INSTRUCTIONS:
- 1) In the discussion of luxury spending, what is named as the only substantive difference between letting a nearby child drown and letting children die for want of a few pennies?
- 2) Print the part of the discussion of luxury spending from "The reason this" to "being sufficiently relevant.".

DOCUMENT EXTRACT:
────
If our society can produce X amount of stuff and needs Y amount to meet our basic needs. The difference in production between X and Y goes to whatever the society values most whether that be Plasma TVs or helping the poor. If our society started valueing aiding the poor more X and Y don’t change. All that changes is how that difference is allocated.

If we all started giving our money to charities instead of buying plasma TVs the plasma TV companies would probably go bankrupt. However the industries providing the materials for aid would grow and hire new employees. Would the engineer that has 25 years in designing TVs make as much in the aid industry? Probably not but that is a problem inherent with any change in production. If this were a valid criticism then it would also be unethical to iPods instead of walkmans.

I sense a fallacy in the setup of the question, but can’t quite put my finger on it. The OP seems to presume that if one doesn’t spend money or resources on luxuries, then the money/resources will be available to other individuals. This seems an unwarranted assumption.

It seems to me that the OP has overlooked another possibility (which I believe has been addressed by Peter Singer): What if I don’t spend my money/resources on luxuries but instead purchase or consume only the minimum that I actually need, without exhausting my finances or other resource available to me? How ethical is it to save money? If I don’t donate the unspent money, it’s not available to others (say, the folks who need to buy antibiotics). How ethical is conservation for conservation’s sake? Cleaning up a lake or river doesn’t automatically make the clean water available for drinking - there may be other factors that make the water inaccessible by people who lack access clean water.

Is it ethical to save money now if the savings is later spent by the saver on necessities? Are retirement and 401K accounts ethical, since they bank money earned today against tomorrow’s spending needs? Is it more ethical to leave one’s estate to those in need than it is to leave it to one’s (income-earning) children?

Is it ethical to conserve resources now (clean up a lake, but don’t make the water available for drinking, irrigation, etc.) with the goal of making those resources available later (make the water available once it’s returned to a sustainable level)? Is it more ethical to periodically leave a field fallow than it is to use the field year after year, using potentially harmful fertilizer to compensate for depletion of nutrients from the soil?

The reason this Ungerian argument is so powerful is that it doesn’t rely on you buying into any particular moral framework. It simply asks several questions about what you consider immoral, and then points out how luxury spending is inconsistent with the obvious answers. In other words, it doesn’t matter whether you quibble about positive or negative morality or anything else, X or Y or any of the more complex moral terminology. If you consider someone who watches a child drown for fear of getting their hands dirty to be a monster, as most people would, you’re faced with the problem that children are dying all the time for want of a few pennies: the near cost equivalent of washing your hands after saving the drowning child. The only substantive difference is distance, but its hard to formulate an argument for that being sufficiently relevant.

The problem is compounded by the fact that it works both ways. Ekers can shrug if he wants at the implications of starving or dehydrated children… but not without giving up the ability to find it immoral or monstrous that someone would simply watch someone die instead of calling 911 just to save cell phone minutes. To most people, their moral intuitions can’t give that sort of moral judgement up without resorting to the realm of a sociopath.
────
[Coordinate annotation entries]
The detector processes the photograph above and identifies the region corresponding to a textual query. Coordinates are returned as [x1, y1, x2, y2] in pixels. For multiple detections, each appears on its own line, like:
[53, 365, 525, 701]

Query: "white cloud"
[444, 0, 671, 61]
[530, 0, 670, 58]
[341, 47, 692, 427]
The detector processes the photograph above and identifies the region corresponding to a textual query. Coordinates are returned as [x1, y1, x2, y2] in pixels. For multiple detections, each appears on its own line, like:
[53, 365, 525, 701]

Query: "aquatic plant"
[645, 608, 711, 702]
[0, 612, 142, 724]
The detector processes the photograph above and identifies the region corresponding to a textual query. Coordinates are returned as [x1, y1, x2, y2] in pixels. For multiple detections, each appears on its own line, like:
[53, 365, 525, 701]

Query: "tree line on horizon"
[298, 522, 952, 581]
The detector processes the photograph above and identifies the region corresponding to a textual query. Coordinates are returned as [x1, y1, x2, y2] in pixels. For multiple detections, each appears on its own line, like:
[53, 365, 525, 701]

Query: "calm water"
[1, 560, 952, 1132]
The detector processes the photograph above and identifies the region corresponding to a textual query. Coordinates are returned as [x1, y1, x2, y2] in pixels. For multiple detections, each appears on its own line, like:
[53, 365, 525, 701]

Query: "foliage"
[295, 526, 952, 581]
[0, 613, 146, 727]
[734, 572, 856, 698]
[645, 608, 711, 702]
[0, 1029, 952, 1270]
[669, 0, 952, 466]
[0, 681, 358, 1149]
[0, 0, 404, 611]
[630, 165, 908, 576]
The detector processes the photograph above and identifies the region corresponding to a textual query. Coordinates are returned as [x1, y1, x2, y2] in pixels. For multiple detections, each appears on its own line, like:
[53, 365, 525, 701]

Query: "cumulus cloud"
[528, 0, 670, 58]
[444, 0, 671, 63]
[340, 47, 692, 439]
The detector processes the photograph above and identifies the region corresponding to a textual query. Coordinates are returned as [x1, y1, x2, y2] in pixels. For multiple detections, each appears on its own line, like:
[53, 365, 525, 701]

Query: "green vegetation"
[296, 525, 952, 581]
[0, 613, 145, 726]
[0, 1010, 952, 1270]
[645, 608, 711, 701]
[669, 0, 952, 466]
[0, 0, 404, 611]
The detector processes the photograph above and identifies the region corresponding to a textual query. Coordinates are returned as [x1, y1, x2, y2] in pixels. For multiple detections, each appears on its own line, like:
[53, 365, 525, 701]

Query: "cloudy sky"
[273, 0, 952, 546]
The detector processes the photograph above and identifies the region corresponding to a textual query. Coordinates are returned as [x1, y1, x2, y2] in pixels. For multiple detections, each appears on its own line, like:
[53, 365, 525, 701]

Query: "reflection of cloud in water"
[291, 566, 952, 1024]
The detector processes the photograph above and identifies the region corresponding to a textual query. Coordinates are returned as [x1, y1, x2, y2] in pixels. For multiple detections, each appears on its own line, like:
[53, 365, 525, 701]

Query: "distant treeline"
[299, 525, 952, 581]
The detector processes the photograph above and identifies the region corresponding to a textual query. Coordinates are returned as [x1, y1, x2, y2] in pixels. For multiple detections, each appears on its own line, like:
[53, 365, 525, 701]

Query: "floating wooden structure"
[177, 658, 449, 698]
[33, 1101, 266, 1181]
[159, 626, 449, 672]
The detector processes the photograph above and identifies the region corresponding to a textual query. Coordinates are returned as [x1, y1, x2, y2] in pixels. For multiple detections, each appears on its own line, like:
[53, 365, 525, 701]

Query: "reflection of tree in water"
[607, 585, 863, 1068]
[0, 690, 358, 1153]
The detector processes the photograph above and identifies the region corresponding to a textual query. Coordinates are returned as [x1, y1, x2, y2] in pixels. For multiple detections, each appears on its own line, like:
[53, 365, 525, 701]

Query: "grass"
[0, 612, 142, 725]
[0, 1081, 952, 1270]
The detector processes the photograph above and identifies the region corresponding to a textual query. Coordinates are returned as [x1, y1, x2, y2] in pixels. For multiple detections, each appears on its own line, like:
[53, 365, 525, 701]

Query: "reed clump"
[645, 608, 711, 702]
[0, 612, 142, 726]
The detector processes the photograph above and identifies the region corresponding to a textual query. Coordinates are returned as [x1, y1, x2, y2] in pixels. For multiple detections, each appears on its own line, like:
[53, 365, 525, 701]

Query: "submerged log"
────
RESPONSES:
- 1) Distance.

- 2)
The reason this Ungerian argument is so powerful is that it doesn’t rely on you buying into any particular moral framework. It simply asks several questions about what you consider immoral, and then points out how luxury spending is inconsistent with the obvious answers. In other words, it doesn’t matter whether you quibble about positive or negative morality or anything else, X or Y or any of the more complex moral terminology. If you consider someone who watches a child drown for fear of getting their hands dirty to be a monster, as most people would, you’re faced with the problem that children are dying all the time for want of a few pennies: the near cost equivalent of washing your hands after saving the drowning child. The only substantive difference is distance, but its hard to formulate an argument for that being sufficiently relevant.